--- YOUR OBJECTIVE ---
Format the rows as a numbered list, beginning at the start of the rows and ending after the line that contains "<point>596,107</point>". Omit blank lines and leave the pictures out.
_____
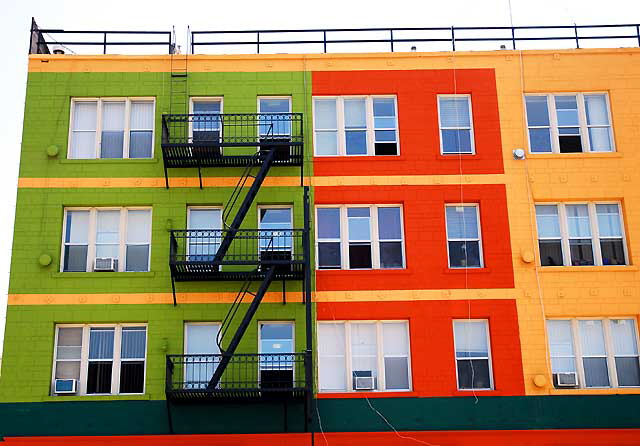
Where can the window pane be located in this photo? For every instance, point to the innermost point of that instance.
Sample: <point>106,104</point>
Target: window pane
<point>454,112</point>
<point>537,111</point>
<point>551,253</point>
<point>628,371</point>
<point>596,372</point>
<point>473,374</point>
<point>540,140</point>
<point>600,138</point>
<point>456,141</point>
<point>396,373</point>
<point>462,222</point>
<point>470,339</point>
<point>328,223</point>
<point>464,254</point>
<point>612,251</point>
<point>134,341</point>
<point>140,144</point>
<point>138,226</point>
<point>356,142</point>
<point>99,377</point>
<point>581,251</point>
<point>355,115</point>
<point>547,221</point>
<point>391,255</point>
<point>141,115</point>
<point>101,343</point>
<point>325,116</point>
<point>359,255</point>
<point>326,143</point>
<point>578,220</point>
<point>389,223</point>
<point>329,255</point>
<point>132,377</point>
<point>596,107</point>
<point>75,258</point>
<point>85,115</point>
_____
--- RESPONSE BELOW ---
1. Where can the window pane be located in this photo? For every instance, point to the innermost point of that instance.
2. Sample: <point>106,104</point>
3. Target: window pane
4. <point>454,112</point>
5. <point>537,111</point>
6. <point>551,253</point>
7. <point>628,371</point>
8. <point>596,372</point>
9. <point>473,374</point>
10. <point>540,140</point>
11. <point>600,138</point>
12. <point>456,141</point>
13. <point>396,373</point>
14. <point>462,222</point>
15. <point>470,339</point>
16. <point>328,223</point>
17. <point>464,254</point>
18. <point>612,251</point>
19. <point>134,341</point>
20. <point>140,144</point>
21. <point>138,226</point>
22. <point>356,142</point>
23. <point>99,377</point>
24. <point>581,251</point>
25. <point>355,115</point>
26. <point>547,221</point>
27. <point>391,255</point>
28. <point>141,115</point>
29. <point>101,343</point>
30. <point>325,116</point>
31. <point>359,255</point>
32. <point>326,143</point>
33. <point>578,220</point>
34. <point>389,223</point>
35. <point>329,255</point>
36. <point>132,377</point>
37. <point>596,107</point>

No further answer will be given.